WHAT IS REQUIRED
Copy out the material below word for word, from its first line through the line containing "M 142 42 L 150", with both of those lines included.

Extracted records
- - - - - - -
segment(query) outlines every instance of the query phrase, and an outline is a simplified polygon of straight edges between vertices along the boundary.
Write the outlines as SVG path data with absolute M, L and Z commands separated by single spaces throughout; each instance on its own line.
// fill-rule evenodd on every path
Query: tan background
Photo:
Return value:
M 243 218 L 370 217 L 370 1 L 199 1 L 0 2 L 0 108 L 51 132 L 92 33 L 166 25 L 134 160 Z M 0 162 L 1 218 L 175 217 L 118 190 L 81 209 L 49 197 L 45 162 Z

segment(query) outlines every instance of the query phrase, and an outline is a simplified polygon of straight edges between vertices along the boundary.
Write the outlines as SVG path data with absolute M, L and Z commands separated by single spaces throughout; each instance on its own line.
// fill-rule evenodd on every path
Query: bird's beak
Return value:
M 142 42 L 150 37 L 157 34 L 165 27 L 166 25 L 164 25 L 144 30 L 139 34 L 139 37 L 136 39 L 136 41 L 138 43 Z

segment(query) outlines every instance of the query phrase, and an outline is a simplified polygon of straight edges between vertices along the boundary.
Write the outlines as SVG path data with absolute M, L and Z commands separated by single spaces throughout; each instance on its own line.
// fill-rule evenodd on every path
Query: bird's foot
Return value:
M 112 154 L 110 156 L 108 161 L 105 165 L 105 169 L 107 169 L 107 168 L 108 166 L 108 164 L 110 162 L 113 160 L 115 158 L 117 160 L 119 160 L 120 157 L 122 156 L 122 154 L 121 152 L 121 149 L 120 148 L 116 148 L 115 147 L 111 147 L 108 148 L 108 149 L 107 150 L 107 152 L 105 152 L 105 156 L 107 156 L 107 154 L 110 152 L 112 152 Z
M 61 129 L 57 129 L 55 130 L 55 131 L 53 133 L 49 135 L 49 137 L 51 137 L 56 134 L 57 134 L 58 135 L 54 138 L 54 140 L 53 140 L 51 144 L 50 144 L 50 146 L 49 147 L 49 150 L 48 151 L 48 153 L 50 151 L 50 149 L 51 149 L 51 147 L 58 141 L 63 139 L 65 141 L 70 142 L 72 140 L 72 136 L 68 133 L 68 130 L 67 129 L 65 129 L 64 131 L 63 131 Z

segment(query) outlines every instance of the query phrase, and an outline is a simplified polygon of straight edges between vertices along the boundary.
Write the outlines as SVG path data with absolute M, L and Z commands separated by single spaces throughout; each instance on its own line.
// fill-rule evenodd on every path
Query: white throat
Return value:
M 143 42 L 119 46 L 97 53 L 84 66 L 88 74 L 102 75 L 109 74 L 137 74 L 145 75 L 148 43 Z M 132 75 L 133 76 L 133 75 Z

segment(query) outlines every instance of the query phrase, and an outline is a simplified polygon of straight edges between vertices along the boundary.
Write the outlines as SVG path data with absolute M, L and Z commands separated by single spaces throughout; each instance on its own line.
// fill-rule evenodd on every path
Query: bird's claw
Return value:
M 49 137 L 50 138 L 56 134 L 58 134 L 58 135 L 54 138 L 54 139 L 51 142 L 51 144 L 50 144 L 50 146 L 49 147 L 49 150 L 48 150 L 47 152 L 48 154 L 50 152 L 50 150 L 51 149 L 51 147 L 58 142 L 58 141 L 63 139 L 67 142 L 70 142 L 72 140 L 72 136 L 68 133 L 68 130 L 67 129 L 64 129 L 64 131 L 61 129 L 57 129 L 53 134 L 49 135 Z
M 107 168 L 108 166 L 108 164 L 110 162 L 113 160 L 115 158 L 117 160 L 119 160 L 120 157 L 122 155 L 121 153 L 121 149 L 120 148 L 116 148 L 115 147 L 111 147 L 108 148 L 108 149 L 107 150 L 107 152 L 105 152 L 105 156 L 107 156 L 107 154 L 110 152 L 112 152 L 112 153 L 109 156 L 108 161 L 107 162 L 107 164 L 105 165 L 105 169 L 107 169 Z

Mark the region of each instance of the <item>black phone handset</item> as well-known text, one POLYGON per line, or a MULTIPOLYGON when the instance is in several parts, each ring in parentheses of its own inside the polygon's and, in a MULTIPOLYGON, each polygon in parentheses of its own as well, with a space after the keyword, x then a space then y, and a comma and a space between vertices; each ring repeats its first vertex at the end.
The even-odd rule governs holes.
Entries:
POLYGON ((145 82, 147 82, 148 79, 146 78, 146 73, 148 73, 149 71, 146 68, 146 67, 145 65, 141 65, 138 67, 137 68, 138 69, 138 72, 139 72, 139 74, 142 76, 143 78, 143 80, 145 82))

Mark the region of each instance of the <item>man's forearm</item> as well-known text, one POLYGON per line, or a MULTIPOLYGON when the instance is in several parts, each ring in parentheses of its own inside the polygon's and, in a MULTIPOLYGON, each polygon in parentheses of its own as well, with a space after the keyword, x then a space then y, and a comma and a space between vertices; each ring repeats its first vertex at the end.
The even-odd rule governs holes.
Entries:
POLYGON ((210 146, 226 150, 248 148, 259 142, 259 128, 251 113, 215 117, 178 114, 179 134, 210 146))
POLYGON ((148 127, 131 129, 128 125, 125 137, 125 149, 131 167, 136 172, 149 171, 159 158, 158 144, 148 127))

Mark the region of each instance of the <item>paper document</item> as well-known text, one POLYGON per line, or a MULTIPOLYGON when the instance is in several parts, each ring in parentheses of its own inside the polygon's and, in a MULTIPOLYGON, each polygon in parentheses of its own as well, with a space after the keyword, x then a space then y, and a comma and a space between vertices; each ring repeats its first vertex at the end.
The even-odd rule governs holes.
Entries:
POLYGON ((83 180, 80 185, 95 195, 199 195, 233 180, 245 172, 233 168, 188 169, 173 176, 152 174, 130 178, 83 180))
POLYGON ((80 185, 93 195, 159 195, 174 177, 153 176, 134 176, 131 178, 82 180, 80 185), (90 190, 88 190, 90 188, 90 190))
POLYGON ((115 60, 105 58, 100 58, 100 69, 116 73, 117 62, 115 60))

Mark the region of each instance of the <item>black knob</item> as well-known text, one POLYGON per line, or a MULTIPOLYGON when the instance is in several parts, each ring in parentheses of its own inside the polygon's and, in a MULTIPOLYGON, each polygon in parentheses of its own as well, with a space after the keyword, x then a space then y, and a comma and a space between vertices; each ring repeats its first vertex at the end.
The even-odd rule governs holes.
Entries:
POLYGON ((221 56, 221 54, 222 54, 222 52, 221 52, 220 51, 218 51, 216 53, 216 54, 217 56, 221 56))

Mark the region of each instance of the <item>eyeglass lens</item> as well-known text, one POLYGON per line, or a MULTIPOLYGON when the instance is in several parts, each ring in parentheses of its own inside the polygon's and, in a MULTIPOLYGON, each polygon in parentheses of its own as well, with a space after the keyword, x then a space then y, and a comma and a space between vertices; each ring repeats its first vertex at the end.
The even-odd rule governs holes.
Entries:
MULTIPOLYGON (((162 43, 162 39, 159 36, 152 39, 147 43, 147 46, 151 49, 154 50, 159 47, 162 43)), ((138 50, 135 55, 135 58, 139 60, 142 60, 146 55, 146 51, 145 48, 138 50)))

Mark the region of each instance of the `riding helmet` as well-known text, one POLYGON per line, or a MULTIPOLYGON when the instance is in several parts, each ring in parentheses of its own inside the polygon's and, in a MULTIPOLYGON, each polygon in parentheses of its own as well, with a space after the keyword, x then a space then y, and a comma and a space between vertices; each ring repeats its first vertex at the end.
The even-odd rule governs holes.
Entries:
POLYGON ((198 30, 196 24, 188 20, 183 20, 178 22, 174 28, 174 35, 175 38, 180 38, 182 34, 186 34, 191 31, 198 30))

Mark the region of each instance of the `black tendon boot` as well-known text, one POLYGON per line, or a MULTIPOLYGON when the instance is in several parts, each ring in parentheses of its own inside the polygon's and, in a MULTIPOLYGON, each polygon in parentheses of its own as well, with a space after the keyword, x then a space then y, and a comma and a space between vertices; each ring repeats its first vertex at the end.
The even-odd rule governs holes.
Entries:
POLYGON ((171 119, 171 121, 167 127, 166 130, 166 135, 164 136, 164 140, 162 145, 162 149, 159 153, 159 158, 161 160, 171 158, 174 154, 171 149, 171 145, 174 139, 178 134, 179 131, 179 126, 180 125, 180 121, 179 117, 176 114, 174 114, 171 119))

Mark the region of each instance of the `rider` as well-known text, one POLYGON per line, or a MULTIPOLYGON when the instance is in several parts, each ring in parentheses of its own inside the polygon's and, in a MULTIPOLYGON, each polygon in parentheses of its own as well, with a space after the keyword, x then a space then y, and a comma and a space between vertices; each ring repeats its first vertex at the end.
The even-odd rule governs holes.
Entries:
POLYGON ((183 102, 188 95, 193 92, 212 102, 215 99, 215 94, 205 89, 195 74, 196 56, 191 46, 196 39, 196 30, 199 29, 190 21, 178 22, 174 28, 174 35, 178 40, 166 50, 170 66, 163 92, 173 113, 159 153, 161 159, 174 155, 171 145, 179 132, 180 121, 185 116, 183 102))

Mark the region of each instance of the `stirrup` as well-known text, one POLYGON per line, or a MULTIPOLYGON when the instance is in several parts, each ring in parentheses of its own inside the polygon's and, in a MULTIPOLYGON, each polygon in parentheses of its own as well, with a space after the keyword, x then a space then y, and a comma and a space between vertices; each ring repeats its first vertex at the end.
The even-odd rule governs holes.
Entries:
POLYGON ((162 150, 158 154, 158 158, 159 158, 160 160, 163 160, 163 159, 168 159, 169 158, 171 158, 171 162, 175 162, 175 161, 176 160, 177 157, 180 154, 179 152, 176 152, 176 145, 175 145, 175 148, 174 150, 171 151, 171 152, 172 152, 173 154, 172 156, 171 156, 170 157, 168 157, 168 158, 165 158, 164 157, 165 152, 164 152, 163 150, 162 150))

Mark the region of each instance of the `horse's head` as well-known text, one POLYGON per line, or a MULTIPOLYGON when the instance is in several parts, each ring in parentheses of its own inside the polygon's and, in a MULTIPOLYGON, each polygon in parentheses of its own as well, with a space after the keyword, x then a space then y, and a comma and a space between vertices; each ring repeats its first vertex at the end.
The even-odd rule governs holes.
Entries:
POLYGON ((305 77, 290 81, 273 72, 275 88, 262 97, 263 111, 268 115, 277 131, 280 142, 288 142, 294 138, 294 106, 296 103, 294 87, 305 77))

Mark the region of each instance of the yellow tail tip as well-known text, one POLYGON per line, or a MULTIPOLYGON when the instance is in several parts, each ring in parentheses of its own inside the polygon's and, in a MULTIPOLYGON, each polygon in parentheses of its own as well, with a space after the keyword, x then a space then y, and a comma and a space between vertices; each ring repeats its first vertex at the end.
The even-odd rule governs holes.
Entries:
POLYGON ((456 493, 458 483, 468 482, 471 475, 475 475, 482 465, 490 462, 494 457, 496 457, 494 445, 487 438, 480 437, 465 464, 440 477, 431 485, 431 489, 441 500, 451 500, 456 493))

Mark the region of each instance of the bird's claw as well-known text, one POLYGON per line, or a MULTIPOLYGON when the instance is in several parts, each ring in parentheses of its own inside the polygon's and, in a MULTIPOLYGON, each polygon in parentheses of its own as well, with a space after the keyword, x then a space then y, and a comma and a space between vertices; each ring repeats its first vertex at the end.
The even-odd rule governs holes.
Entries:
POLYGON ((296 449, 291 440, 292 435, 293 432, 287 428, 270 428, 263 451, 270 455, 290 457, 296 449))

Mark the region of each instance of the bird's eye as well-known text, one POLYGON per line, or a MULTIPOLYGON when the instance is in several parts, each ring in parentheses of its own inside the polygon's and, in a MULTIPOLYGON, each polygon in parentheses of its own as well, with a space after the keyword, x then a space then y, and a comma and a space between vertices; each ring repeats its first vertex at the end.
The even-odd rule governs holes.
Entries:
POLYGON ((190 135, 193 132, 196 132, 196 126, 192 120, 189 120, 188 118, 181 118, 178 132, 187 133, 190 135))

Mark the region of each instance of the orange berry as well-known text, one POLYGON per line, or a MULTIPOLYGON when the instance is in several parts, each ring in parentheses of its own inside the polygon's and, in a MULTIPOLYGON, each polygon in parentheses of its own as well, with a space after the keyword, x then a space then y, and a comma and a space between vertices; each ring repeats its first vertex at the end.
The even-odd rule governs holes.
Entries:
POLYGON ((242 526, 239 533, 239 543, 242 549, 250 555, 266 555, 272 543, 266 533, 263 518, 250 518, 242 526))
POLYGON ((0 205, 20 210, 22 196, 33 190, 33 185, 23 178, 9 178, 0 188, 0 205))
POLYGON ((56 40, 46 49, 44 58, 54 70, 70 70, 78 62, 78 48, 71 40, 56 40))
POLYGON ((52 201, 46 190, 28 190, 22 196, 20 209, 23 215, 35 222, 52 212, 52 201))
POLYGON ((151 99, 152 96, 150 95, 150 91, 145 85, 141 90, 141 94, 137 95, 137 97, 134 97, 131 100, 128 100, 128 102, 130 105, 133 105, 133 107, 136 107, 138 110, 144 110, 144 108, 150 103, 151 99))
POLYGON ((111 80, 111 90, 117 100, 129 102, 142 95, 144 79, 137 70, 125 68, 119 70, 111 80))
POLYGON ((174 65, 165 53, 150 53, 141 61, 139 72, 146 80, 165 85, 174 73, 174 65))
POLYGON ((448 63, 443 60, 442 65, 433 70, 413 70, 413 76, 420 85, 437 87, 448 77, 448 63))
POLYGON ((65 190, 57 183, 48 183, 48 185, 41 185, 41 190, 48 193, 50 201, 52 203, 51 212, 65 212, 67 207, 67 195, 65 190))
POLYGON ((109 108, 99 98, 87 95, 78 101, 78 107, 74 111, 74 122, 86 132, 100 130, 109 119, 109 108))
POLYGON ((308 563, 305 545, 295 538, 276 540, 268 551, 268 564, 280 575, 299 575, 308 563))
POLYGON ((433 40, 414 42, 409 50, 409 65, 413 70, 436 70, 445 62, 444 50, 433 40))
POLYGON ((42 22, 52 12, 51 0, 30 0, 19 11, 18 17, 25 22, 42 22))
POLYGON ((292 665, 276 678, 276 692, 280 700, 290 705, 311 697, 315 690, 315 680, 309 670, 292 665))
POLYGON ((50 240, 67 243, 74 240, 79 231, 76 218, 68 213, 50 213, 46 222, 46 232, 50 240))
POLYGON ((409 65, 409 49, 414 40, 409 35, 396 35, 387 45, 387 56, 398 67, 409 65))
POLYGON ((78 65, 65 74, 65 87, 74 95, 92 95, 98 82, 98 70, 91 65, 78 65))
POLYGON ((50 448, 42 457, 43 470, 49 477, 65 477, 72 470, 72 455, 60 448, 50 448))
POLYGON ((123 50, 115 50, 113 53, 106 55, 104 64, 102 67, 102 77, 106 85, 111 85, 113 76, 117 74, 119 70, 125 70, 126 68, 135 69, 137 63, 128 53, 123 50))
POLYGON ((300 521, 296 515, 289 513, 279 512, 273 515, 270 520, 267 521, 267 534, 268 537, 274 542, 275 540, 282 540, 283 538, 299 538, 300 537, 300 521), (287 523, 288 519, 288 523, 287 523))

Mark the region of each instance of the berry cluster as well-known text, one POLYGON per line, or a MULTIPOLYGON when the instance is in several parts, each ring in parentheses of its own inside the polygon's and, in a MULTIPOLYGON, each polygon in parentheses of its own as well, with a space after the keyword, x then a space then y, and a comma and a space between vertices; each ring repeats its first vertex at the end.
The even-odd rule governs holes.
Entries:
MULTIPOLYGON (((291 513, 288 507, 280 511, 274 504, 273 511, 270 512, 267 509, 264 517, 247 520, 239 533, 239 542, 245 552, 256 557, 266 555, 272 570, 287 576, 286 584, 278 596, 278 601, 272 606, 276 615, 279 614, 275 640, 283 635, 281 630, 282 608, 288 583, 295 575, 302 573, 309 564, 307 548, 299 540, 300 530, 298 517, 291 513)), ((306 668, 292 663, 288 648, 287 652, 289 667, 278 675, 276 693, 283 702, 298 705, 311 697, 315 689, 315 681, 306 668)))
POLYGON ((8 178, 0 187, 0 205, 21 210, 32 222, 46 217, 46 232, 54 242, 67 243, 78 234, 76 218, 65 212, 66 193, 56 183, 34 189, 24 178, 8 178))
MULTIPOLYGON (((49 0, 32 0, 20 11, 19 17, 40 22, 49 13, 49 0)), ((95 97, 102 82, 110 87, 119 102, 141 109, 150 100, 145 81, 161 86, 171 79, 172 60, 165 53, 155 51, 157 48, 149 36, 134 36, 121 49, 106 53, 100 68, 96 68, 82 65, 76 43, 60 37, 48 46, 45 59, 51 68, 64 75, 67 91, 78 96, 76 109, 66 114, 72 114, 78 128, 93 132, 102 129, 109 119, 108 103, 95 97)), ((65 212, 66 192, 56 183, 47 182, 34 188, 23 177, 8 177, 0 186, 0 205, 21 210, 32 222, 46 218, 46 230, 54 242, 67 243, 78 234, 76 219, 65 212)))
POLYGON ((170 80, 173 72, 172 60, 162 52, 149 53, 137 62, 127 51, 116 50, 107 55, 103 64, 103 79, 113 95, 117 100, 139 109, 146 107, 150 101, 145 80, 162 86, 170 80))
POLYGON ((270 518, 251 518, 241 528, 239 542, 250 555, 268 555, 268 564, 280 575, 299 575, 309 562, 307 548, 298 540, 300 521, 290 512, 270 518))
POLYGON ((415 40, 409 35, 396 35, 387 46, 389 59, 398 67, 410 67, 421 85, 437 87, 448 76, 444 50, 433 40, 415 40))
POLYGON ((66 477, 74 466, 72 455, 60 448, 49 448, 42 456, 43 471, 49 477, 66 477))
- - - - - - -
FULL OUTPUT
segment(query) outlines every instance of the query phrase, and an outline is a simplified polygon of straight edges between vertices along the boundary.
Write the outlines as SVG path data with absolute M, L and Z commands separated by single spaces throughout; each instance on its own line.
// fill-rule evenodd on every path
Query: tan background
Photo:
Return value:
M 243 218 L 370 217 L 370 1 L 199 1 L 0 2 L 0 108 L 51 132 L 92 33 L 166 25 L 134 160 Z M 0 162 L 1 218 L 175 217 L 118 190 L 81 209 L 49 197 L 45 162 Z

segment(query) outlines every instance of the query phrase, and an outline is a simplified polygon of straight edges between vertices along the boundary.
Write the outlines as SVG path data with absolute M, L and Z commands separated by single spaces throughout; each instance on its own line.
// fill-rule evenodd on every path
Query: bird's beak
Return value:
M 142 42 L 150 37 L 157 34 L 165 27 L 166 25 L 164 25 L 144 30 L 139 34 L 139 37 L 136 39 L 136 41 L 138 43 Z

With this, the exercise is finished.